§ **THINGS TO DO**:
1. According to the piece on "Willow's Song," why are the lyrics effective? Answer in one to three sentences.
2. Do these statements agree with the piece on "Willow's Song"? For each, answer yes or no and quote the deciding words.
(a) The speaker offers to catch a rainbow and tie its ends together.
(b) The piece reads "Am I not young and fair?" as a sincere question.
(c) The word "stroke" keeps its gentle association through the final lines.

§ **EXCERPT**:
BEGIN

Song Meaning
The lyrics of "Willow's Song" open with an insistent, almost sing-song invitation, a voice calling out into an empty space: "Heigh ho! Who is there? No one but me, my dear." It's a beckoning, promising wonders with a disarming, childlike charm. The speaker offers to perform impossible feats, like catching a rainbow and tying its ends together, all delivered "By stroke as gentle as a feather."
This initial whimsy, however, quickly develops a disquieting edge. The speaker's repeated question, "Am I not young and fair?" feels less like a genuine query and more like a rhetorical flourish, a subtle pressure point in their persuasive appeal. The promised wonders escalate from gentle magic to defying the very laws of nature, offering "The midday sun at midnight?" This shift from charming impossibility to a more profound disruption hints at a world where boundaries are blurred and natural order is malleable.
The true unsettling power of these lyrics emerges in the final lines. After a sudden, intimate address to a "Fair maid, white and red," promising to "Comb you smooth and stroke your head," the imagery takes a jarring turn. The vision of "How a maid can milk a bull! / And every stroke a bucketful" is a visceral, biologically impossible absurdity. The word "stroke," initially associated with gentleness, now becomes part of this grotesque, almost perverse image.
Ultimately, the effectiveness of these lyrics lies in their masterful progression from alluring fantasy to profound unease. They lure the listener into a world of enchanting impossibility, only to reveal a deeper, more disturbing reality where the beautiful and the grotesque intertwine. This creates a captivating dread, suggesting an invitation that is far more complex and potentially sinister than its initial charm implies.

END

§ **AVAILABLE DATA**:
BEGIN

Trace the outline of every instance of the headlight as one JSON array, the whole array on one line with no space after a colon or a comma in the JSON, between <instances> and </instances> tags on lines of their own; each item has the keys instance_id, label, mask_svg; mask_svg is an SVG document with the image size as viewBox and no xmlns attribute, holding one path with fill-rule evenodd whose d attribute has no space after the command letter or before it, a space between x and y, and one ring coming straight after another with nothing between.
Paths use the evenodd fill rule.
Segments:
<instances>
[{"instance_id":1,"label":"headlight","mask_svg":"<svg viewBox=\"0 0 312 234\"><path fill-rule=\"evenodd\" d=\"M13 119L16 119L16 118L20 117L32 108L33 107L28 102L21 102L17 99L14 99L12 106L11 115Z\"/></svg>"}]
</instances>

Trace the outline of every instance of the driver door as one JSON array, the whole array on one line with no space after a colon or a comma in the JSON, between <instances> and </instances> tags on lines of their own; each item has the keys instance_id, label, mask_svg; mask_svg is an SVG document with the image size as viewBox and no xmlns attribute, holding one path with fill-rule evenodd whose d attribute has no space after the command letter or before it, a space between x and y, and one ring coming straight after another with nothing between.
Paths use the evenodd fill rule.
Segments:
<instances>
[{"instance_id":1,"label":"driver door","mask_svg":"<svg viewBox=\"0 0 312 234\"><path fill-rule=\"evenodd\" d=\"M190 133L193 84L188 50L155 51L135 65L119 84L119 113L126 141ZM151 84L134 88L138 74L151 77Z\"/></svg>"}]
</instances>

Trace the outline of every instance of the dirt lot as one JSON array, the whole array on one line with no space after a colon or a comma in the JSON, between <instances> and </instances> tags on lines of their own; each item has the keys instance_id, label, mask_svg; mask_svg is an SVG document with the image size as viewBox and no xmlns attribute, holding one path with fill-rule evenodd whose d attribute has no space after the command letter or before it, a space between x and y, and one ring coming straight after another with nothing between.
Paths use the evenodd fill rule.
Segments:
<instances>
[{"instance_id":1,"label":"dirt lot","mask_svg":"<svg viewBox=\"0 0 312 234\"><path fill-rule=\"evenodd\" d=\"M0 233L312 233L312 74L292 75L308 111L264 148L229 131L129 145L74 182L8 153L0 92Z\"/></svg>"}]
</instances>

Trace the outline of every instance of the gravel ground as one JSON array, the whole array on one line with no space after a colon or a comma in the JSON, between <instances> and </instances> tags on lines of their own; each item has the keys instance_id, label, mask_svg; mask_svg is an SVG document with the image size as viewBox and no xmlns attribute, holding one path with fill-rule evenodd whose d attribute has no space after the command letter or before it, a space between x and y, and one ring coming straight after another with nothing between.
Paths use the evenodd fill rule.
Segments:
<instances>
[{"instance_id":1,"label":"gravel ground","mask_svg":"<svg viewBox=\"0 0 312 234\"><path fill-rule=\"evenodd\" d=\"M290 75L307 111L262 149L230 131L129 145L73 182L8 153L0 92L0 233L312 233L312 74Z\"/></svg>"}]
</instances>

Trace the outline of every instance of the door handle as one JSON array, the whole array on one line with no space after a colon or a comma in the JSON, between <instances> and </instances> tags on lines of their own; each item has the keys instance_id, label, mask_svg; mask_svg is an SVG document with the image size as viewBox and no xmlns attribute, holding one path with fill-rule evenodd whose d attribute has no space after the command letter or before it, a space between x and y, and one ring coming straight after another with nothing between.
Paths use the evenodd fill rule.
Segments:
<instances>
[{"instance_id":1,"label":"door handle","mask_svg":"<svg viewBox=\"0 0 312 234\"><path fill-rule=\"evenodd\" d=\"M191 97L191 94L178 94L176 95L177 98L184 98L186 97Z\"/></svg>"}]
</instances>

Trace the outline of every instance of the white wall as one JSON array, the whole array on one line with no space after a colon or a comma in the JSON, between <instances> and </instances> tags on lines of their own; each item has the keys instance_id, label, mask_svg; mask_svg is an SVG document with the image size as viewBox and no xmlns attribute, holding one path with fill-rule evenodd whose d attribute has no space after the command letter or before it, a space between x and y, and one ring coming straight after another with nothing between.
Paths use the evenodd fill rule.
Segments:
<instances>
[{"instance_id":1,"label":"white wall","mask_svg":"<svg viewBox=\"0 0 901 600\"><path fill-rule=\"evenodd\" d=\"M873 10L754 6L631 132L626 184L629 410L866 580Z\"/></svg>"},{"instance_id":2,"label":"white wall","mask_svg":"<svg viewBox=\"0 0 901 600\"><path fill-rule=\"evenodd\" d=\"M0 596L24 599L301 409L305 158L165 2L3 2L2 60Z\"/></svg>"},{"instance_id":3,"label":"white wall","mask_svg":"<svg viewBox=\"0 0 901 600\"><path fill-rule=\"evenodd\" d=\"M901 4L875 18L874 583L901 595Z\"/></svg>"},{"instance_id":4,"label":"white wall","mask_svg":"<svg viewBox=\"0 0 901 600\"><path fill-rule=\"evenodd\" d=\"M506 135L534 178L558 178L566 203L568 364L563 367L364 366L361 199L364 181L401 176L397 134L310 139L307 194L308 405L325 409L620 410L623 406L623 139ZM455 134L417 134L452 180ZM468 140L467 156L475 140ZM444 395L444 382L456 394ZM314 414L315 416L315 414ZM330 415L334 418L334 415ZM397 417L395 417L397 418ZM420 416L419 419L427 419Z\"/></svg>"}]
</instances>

END

§ **EXERCISE SOLUTIONS**:
1. Their effectiveness lies in a progression from alluring fantasy to profound unease. They draw the listener into a world of enchanting impossibility, then reveal a more disturbing reality where the beautiful and the grotesque intertwine, creating a captivating dread.

2.
(a) Yes: "like catching a rainbow and tying its ends together"
(b) No: "feels less like a genuine query and more like a rhetorical flourish"
(c) No: "The word "stroke," initially associated with gentleness, now becomes part of this grotesque, almost perverse image."